### Verilen metin
+++

29 Mart 2020 00:23

Koronavirüs günlerinde hayatın/bilimin öğrettikleri

Koronavirüs teşhisi için geliştirilen moleküler tabanlı tanı kiti

Koronavirüs teşhisi için geliştirilen moleküler tabanlı tanı kiti | Fotoğraf: Tahir Turan Eroğlu/AA

Paylaş

Koronavirüs (SARS-cov-2) günlerindeyiz. Çok değil bundan 3-4 hafta önce TV ekranlarında sosyal medyada boy gösteren, kendi bilim alanı içi ve dışı, her konuda bir söz söyleyen, ağzı iyi laf yaptığı ya da kameralar onları sevdiği için kendinde her konuda konuşma gücü bulan, bilimsel temeli olmayan bir çok bilgiyi buradan aldığı cesaretle medya üzerinden yaymakta beis görmeyenler bugün yok. Onlar ve antibilimsel önerileri/kişisel görüşleri hayatın gerçeklik duvarına çarptı. Bilimin, akılcı düşünmenin ve sorgulamanın toplumun her bir bireyi için öneminin bir kere daha karşımıza çıktığı günlerden geçiyoruz. Hayat oldukça öğretici.

+++

### İstenen
Verilen metne göre:
1. Yazı hangi tarih ve saati taşıyor?
2. Tanı kitinin fotoğrafı kime ait?
3. Koronavirüsün parantez içinde verilen adı nedir?

+++

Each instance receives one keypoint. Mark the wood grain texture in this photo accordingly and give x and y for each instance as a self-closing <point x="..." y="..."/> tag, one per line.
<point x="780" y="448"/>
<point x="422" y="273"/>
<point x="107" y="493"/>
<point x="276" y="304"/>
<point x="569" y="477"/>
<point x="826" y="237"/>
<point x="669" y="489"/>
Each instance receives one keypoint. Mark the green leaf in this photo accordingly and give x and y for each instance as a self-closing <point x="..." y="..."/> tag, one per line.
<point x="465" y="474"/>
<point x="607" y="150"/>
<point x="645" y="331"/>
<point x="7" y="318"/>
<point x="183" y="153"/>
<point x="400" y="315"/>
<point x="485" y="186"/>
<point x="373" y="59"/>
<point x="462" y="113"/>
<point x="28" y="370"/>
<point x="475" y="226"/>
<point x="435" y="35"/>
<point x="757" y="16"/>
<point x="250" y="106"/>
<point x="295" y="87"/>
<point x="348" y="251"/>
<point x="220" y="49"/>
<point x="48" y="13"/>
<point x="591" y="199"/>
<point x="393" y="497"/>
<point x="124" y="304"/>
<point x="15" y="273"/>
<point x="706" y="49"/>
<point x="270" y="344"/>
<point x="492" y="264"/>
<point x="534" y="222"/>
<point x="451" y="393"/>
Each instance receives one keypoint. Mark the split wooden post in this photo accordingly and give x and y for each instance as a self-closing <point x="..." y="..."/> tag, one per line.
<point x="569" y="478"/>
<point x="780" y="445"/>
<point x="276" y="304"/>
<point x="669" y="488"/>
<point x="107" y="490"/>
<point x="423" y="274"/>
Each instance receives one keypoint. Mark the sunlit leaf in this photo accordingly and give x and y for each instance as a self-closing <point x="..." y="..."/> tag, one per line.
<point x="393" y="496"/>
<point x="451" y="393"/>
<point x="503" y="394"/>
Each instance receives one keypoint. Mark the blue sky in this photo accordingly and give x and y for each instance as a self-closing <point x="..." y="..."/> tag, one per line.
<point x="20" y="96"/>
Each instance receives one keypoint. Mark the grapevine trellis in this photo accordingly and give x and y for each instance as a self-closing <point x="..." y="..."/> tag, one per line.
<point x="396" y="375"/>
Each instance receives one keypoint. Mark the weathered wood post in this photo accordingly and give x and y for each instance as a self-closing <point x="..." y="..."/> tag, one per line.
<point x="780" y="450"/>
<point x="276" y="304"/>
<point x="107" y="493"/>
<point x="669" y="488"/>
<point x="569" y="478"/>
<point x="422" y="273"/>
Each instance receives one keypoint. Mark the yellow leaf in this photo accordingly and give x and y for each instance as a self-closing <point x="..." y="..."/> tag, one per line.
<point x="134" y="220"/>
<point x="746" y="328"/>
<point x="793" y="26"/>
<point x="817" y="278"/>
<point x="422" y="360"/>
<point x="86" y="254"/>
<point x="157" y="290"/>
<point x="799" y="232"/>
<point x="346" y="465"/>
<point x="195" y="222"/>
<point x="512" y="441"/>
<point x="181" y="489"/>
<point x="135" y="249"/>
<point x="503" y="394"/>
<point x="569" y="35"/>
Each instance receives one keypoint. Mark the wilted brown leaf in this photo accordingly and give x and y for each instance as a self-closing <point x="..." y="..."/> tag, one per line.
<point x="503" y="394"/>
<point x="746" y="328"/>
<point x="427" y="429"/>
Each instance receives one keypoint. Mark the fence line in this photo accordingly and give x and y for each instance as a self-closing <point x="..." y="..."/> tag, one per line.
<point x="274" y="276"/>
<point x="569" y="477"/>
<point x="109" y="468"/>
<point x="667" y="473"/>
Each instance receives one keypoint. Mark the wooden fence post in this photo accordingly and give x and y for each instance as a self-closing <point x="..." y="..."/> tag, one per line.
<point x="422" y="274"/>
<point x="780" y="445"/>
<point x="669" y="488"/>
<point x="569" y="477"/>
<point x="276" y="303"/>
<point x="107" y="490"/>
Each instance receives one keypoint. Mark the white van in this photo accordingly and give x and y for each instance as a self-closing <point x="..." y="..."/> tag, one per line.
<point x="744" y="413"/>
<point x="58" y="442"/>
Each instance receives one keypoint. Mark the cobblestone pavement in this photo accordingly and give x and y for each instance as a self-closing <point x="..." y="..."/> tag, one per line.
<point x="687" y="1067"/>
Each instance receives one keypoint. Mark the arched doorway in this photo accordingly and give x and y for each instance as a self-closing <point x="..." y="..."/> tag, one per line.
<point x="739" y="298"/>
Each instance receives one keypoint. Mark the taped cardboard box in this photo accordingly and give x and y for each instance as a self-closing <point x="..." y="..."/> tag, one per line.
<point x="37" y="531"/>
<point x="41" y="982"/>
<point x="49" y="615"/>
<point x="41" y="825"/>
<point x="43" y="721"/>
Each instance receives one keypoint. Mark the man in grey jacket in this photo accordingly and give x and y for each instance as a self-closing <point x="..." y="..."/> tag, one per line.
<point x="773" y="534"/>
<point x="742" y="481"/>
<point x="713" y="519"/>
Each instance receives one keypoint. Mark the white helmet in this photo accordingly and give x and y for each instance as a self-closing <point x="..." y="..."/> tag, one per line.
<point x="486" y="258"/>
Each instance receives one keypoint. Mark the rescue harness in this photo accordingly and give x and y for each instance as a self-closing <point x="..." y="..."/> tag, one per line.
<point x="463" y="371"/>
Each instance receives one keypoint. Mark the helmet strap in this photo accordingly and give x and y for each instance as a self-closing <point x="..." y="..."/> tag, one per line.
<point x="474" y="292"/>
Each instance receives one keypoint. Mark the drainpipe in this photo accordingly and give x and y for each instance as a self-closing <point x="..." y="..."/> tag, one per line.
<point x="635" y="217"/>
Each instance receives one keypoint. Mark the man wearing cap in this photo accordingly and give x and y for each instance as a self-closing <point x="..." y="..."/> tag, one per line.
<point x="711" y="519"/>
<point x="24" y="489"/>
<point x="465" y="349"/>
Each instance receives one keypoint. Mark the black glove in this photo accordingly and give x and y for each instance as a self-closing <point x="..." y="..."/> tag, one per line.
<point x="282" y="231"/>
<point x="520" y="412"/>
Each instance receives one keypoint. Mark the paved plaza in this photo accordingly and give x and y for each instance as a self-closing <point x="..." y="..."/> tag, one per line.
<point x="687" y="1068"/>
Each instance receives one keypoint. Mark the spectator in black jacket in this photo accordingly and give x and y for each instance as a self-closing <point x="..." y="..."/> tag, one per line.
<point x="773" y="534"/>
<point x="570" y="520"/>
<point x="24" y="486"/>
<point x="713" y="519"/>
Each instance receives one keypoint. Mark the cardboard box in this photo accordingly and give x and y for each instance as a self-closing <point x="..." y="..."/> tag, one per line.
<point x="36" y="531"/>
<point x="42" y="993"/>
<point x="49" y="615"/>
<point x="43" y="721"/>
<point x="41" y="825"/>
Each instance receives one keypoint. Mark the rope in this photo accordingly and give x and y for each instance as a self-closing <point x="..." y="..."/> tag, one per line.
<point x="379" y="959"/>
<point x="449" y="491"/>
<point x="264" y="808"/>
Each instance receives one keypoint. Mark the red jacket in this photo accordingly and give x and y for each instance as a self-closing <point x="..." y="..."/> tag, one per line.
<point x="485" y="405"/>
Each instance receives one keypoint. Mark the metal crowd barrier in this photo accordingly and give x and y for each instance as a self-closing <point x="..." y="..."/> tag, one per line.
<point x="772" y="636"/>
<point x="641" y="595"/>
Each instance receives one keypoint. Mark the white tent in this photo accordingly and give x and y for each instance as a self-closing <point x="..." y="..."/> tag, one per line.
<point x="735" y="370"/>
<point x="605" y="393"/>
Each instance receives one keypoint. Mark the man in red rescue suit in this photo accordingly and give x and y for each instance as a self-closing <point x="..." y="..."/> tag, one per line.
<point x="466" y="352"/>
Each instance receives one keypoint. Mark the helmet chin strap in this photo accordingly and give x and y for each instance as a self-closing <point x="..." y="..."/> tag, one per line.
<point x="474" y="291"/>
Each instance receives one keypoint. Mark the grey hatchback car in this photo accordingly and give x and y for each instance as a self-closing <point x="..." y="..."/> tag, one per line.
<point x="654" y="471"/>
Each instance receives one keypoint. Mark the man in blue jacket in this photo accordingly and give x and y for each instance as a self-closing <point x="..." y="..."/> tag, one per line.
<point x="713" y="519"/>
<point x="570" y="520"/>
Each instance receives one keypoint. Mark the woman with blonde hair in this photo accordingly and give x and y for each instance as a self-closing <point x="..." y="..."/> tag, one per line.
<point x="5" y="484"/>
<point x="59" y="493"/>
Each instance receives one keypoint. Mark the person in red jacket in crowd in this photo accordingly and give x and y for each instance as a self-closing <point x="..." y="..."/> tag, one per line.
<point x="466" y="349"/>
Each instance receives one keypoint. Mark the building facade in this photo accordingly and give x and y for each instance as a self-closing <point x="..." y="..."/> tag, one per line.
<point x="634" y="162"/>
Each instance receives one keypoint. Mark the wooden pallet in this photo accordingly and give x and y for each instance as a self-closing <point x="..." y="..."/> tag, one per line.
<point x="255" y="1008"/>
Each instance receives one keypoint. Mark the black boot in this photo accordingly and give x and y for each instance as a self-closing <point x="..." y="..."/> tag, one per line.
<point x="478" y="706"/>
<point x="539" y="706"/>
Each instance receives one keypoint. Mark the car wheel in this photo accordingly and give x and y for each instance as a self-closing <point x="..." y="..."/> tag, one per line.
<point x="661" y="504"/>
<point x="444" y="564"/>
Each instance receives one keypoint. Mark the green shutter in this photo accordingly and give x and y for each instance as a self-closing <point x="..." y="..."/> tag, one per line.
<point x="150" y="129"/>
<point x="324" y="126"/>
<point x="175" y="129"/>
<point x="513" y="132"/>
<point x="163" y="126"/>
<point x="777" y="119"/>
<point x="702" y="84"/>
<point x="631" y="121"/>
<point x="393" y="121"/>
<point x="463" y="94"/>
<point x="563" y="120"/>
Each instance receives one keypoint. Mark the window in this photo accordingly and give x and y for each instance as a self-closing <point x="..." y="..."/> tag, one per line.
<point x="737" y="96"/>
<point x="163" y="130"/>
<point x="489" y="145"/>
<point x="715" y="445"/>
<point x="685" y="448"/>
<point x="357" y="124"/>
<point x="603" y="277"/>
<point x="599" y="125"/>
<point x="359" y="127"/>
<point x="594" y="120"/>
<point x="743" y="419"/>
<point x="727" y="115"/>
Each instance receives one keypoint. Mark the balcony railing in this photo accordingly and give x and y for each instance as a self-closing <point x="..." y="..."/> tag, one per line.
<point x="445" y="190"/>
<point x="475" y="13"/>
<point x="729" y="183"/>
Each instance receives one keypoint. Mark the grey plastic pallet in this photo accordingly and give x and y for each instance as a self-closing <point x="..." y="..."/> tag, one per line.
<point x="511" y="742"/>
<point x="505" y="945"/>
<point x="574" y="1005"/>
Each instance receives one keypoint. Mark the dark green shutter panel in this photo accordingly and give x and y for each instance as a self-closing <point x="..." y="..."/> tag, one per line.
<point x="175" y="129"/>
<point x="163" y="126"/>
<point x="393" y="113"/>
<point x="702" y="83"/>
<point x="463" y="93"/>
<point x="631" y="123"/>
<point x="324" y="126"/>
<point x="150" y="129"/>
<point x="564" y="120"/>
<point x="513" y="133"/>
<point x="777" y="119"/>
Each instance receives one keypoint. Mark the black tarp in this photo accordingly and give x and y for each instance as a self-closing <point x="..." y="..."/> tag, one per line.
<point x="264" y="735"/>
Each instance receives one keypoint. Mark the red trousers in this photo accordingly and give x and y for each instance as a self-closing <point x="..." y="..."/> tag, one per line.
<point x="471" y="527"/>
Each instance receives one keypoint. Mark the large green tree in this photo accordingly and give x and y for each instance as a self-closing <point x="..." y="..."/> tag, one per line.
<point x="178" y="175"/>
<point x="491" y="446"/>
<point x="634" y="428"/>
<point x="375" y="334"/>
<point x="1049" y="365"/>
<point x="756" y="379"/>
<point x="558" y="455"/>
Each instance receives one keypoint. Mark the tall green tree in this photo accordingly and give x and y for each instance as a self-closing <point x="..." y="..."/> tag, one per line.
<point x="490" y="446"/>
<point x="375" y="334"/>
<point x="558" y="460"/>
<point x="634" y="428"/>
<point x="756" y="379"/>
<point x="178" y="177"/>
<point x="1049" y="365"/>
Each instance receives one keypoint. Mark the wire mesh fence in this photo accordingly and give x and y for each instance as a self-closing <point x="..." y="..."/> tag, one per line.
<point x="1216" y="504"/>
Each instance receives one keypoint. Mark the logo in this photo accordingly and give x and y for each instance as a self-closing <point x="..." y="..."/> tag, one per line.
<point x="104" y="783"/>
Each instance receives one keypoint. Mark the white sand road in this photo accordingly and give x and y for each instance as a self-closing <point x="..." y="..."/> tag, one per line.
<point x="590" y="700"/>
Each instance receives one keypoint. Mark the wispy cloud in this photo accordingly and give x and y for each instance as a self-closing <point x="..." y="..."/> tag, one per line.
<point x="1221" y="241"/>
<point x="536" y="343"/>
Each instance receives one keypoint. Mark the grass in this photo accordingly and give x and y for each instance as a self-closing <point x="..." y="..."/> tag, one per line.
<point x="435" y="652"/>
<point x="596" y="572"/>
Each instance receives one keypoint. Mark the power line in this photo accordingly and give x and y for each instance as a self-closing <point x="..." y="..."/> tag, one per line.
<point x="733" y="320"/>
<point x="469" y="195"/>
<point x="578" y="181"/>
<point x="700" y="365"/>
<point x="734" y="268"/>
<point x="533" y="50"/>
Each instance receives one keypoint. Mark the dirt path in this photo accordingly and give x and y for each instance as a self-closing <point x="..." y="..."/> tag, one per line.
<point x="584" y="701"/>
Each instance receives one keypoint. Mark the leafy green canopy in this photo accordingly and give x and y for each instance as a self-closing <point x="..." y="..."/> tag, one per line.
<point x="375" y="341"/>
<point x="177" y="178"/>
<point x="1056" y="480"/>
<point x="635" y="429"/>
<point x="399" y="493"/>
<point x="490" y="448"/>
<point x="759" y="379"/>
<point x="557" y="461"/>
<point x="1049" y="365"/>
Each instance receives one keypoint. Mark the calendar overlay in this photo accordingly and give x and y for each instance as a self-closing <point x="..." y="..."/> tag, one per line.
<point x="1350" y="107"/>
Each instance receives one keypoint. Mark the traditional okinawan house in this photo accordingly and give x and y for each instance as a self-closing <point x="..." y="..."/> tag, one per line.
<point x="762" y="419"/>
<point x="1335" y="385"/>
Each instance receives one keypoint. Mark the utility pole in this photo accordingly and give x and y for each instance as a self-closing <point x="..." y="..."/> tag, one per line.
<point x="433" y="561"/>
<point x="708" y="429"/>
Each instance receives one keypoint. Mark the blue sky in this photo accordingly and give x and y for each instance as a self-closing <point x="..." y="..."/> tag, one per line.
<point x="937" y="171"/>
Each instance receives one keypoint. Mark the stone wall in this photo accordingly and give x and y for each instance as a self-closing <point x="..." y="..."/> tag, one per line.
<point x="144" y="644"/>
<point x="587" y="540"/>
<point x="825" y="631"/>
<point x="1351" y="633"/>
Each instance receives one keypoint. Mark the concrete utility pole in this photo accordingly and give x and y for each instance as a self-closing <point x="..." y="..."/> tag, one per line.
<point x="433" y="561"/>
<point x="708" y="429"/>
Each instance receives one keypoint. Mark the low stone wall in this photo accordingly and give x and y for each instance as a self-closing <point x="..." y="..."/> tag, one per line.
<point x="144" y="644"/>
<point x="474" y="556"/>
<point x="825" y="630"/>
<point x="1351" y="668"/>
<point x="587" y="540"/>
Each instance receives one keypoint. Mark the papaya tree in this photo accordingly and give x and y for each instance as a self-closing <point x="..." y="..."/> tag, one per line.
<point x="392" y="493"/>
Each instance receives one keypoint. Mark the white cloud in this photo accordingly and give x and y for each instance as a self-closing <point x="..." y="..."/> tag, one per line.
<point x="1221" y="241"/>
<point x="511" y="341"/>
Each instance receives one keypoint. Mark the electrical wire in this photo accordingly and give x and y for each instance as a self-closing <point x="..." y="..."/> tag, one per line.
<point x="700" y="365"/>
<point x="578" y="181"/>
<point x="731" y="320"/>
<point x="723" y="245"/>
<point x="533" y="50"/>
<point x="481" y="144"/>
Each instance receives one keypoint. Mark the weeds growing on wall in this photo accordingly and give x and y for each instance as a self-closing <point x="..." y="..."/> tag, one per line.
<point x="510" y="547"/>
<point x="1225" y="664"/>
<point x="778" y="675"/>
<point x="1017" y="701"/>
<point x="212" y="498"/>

+++

### Yanıt
1. 29 Mart 2020, 00:23
2. Tahir Turan Eroğlu/AA
3. SARS-cov-2